ページ本文:
抗菌防臭剤「ニッカノン」に抗ウイルス効果。
衛生関連製品の開発・事業化を推進。
2020年9月 取材
今年4月、30年以上にわたる当社のロングセラー製品である繊維加工用抗菌防臭剤「ニッカノン」に抗ウイルス効果があることを発表しました。様々な素材への抗ウイルス効果付与が期待され、発表以来多くの分野から多くの問い合わせが寄せられています。社会的ニーズが高まる衛生関連製品の開発・事業化を効率的かつ迅速に推進するため、8月には「生活・環境衛生事業開発室」を発足しました。同室長の古市とニッカノンの開発に携わる柘植に話を聞きました。
古市 伝
生活・環境衛生事業開発室長
兼 山田製薬株式会社 取締役副社長
柘植 好揮
界面科学研究所 商品開発研究部
繊維化学品開発3グループ
サブリーダー
「衛生意識」の変化に応える
当社では、長年販売を続けている当社繊維加工用抗菌防臭剤「ニッカノン」の抗ウイルス効果を検証した結果、加工した繊維上のウイルス(ATCC VR-1679(エンベロープタイプ))の数が2時間で99.9%以上減少することを確認しました。この結果を4月にプレスリリースしたところ、既に肌着や、コートなどのアウター、マスクに内蔵されるフィルターへの採用が始まったほか、ソファやカーテン、シーツ、医療用ガウンなど幅広い用途への加工用として、また、繊維加工分野のみならず、これまでは取引のなかったようなさまざまな分野からもお問い合わせを頂いています。
8月には「生活・環境衛生事業開発室」を発足し、事業を横断したメンバーで構成する生活・環境衛生事業開発プロジェクトを立ち上げました。これにより、抗菌・抗ウイルス剤や山田製薬が製造等を行う手指消毒剤など、これまで複数の部署やグループ会社が個別に手がけていた生活・環境衛生に関する事業に横串を刺し、製品開発や販路拡大を加速させてまいります。
さらに11月には社内で抗ウイルス性能を評価できる試験設備の稼働を開始します。これまで時間を要していた外部機関での評価を社内で実施することで、お客様の要望に対して迅速かつ柔軟に対応できる体制を整え、今後さらに需要を取り込んでいく考えです。
抗菌性と安全性の両立で支持拡大
ニッカノンは、繊維加工の仕上げ工程で使用される抗菌防臭剤として当社が業界に先駆けて開発し、1987年から販売を続けている製品です。その特徴として、菌の増殖によって発生する汗臭や部屋干し臭を抑える効果があり、タオルや肌着等に広く加工されています。

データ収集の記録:

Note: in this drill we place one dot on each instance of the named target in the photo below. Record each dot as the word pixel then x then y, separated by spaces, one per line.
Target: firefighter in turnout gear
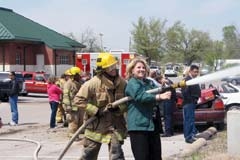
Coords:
pixel 94 96
pixel 74 116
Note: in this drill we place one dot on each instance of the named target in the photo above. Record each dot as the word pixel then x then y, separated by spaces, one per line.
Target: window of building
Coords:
pixel 64 59
pixel 18 59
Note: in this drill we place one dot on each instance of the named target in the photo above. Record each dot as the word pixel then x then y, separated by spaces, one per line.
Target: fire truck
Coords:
pixel 87 61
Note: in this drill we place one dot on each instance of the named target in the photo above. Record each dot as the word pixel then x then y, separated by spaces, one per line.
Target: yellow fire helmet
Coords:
pixel 67 72
pixel 105 60
pixel 75 70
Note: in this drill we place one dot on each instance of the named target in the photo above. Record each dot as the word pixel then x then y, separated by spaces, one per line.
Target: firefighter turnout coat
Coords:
pixel 93 96
pixel 70 89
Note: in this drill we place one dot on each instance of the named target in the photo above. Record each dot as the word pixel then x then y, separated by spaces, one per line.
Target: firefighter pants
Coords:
pixel 91 149
pixel 60 117
pixel 75 120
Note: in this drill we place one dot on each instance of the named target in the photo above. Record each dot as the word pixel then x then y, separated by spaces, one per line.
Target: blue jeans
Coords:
pixel 14 108
pixel 168 114
pixel 189 127
pixel 54 107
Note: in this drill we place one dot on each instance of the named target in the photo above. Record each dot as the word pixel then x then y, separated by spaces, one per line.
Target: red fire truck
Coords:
pixel 87 61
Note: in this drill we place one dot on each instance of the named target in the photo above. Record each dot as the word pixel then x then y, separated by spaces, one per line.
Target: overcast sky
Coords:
pixel 114 18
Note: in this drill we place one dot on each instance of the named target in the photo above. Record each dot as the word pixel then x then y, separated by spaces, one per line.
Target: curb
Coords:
pixel 195 146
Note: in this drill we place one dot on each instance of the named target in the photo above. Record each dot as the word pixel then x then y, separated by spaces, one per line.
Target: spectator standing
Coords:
pixel 143 126
pixel 54 93
pixel 168 107
pixel 70 89
pixel 94 96
pixel 191 95
pixel 13 98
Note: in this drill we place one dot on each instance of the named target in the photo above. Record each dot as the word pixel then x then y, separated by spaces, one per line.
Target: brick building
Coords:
pixel 28 46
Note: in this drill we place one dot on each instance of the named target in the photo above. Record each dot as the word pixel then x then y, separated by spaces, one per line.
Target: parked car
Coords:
pixel 204 71
pixel 210 109
pixel 230 96
pixel 170 72
pixel 232 79
pixel 5 87
pixel 35 82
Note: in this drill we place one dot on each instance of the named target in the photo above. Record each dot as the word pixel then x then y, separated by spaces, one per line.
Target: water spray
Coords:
pixel 206 78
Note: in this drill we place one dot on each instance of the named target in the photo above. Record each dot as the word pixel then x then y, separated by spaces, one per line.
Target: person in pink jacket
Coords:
pixel 54 93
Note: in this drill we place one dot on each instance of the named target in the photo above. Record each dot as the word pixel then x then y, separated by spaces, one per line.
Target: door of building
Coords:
pixel 40 62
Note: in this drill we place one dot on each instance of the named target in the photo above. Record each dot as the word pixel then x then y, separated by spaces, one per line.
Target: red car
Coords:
pixel 209 110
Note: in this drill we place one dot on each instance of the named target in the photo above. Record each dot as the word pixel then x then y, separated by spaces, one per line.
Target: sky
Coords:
pixel 114 18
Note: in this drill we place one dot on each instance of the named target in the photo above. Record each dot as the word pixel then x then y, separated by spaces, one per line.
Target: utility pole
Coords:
pixel 101 35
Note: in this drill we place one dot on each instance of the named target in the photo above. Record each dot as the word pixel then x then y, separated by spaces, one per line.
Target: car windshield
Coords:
pixel 4 75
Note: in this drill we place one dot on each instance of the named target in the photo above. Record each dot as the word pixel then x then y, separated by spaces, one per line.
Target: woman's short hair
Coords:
pixel 133 63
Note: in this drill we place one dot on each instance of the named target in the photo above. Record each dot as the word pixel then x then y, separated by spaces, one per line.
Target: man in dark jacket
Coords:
pixel 191 95
pixel 13 98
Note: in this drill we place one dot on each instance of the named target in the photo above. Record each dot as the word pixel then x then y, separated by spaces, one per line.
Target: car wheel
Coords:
pixel 234 82
pixel 234 107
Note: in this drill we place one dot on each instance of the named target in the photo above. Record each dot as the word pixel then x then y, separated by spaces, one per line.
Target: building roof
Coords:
pixel 19 28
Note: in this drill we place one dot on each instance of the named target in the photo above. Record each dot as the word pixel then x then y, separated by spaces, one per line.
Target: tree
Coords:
pixel 214 53
pixel 232 41
pixel 190 46
pixel 89 39
pixel 148 38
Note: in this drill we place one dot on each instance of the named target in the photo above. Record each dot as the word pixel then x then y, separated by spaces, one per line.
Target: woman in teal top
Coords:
pixel 142 127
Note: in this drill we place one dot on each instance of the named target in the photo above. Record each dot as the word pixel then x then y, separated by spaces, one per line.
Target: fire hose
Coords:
pixel 114 104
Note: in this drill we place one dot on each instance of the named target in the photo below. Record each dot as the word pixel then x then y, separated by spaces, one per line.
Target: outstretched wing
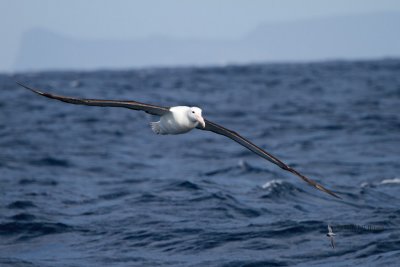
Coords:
pixel 151 109
pixel 213 127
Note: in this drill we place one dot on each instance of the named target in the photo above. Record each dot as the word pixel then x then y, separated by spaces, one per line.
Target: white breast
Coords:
pixel 176 121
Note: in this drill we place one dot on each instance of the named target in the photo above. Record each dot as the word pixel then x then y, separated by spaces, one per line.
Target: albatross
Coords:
pixel 179 120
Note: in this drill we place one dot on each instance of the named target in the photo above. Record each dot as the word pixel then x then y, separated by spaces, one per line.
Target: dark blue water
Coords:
pixel 92 186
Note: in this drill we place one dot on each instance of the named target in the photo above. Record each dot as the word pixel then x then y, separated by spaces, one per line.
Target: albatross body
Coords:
pixel 179 120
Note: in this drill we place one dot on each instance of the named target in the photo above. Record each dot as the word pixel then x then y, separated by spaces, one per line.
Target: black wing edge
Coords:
pixel 213 127
pixel 151 109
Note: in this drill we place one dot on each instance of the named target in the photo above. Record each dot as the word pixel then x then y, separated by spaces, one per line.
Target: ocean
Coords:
pixel 94 186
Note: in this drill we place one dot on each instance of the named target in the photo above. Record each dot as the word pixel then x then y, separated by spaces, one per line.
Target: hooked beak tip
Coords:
pixel 201 121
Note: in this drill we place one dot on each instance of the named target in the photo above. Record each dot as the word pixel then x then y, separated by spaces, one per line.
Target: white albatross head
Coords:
pixel 194 114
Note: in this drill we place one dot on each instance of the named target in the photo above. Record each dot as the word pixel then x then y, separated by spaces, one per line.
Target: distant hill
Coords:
pixel 346 37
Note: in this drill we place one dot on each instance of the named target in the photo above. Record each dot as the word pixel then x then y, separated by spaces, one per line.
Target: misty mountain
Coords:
pixel 346 37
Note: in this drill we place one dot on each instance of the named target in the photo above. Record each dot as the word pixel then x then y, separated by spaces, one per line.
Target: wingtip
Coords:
pixel 29 88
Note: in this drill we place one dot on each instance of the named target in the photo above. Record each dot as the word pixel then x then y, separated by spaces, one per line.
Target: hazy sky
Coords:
pixel 128 19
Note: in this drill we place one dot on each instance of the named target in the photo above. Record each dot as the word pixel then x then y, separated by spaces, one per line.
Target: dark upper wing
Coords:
pixel 151 109
pixel 213 127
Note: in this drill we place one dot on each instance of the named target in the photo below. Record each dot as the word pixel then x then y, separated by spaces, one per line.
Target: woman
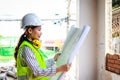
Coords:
pixel 29 61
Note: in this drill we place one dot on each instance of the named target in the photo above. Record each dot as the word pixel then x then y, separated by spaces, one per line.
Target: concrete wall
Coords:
pixel 101 40
pixel 88 52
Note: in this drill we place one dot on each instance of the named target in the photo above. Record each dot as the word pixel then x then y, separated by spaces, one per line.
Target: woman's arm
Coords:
pixel 30 59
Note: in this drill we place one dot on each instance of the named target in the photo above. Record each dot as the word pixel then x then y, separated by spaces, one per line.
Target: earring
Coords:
pixel 36 43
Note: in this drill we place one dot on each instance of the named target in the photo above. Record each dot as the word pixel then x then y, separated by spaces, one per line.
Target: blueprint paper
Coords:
pixel 73 42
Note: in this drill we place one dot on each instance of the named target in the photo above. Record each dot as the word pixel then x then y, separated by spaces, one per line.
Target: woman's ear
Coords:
pixel 29 30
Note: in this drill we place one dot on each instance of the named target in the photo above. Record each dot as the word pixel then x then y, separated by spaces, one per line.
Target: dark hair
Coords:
pixel 22 38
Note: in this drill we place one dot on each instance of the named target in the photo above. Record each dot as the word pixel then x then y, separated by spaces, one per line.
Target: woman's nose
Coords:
pixel 40 33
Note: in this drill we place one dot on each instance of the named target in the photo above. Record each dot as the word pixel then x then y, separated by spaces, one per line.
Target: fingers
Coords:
pixel 68 67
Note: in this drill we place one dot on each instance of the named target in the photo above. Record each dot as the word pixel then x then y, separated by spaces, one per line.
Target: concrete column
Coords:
pixel 88 51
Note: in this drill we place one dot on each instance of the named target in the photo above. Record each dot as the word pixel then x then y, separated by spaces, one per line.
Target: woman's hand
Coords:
pixel 63 68
pixel 56 56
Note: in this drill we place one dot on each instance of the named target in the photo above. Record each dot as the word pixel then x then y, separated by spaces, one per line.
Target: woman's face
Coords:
pixel 35 33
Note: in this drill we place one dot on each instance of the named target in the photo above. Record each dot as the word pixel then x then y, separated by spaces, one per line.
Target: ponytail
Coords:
pixel 22 38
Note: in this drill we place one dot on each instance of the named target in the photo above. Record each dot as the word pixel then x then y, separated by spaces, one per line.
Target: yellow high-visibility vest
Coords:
pixel 25 71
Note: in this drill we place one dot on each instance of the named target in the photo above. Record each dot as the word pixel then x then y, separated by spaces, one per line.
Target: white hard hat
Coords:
pixel 30 19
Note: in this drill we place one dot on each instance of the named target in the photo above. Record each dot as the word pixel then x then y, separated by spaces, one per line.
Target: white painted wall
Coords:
pixel 88 52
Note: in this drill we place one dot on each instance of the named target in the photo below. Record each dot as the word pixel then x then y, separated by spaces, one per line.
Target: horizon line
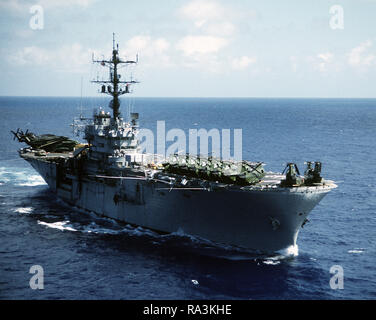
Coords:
pixel 185 97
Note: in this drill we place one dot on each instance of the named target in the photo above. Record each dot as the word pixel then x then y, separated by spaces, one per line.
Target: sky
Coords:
pixel 192 48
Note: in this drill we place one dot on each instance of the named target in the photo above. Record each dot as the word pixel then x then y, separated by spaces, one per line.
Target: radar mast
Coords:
pixel 114 86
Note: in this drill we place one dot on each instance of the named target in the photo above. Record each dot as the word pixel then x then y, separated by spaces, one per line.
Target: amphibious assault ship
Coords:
pixel 236 203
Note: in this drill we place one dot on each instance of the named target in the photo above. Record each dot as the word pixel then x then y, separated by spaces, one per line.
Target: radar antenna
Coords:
pixel 114 86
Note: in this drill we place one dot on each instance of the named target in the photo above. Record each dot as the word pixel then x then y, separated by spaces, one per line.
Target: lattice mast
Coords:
pixel 114 86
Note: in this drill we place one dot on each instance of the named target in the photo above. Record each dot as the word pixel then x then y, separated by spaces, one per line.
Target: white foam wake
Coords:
pixel 60 225
pixel 356 250
pixel 20 177
pixel 24 210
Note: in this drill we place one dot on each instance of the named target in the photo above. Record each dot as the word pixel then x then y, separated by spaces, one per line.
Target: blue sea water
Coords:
pixel 87 257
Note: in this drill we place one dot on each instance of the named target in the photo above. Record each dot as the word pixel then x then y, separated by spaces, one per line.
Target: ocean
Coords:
pixel 87 257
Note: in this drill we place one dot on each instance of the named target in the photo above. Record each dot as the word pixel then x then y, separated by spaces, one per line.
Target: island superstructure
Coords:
pixel 236 203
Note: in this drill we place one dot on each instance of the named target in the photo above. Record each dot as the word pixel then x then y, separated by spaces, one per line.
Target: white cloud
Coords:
pixel 360 57
pixel 68 58
pixel 191 45
pixel 243 62
pixel 209 17
pixel 322 61
pixel 202 11
pixel 20 6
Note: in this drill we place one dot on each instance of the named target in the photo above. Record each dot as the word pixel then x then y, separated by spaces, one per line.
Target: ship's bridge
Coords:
pixel 111 138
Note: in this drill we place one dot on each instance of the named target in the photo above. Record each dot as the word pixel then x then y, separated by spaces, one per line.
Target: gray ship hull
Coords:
pixel 265 219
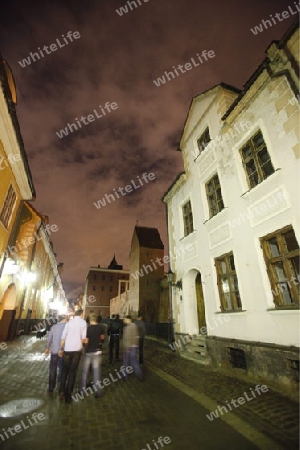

資料を読み解く:
1) ニッカノンの記事のうち、「8月には「生活・環境衛生事業開発室」を発足し、事業を横断」から「拡大を加速させてまいります。」までの部分を、両端の語句も含めてそのまま書き写してください。
2) ニッカノンの記事について、次の問いに答えてください。
(a) ニッカノンは何年から販売されていますか？
(b) 抗ウイルス性能を評価できる社内の試験設備は、何月に稼働を始めますか？
(c) ニッカノンで加工した繊維上のウイルスの数は、2時間で何％以上減少しましたか？

各設問の解答:
1)
8月には「生活・環境衛生事業開発室」を発足し、事業を横断したメンバーで構成する生活・環境衛生事業開発プロジェクトを立ち上げました。これにより、抗菌・抗ウイルス剤や山田製薬が製造等を行う手指消毒剤など、これまで複数の部署やグループ会社が個別に手がけていた生活・環境衛生に関する事業に横串を刺し、製品開発や販路拡大を加速させてまいります。

2)
(a) 1987年
(b) 11月
(c) 99.9％以上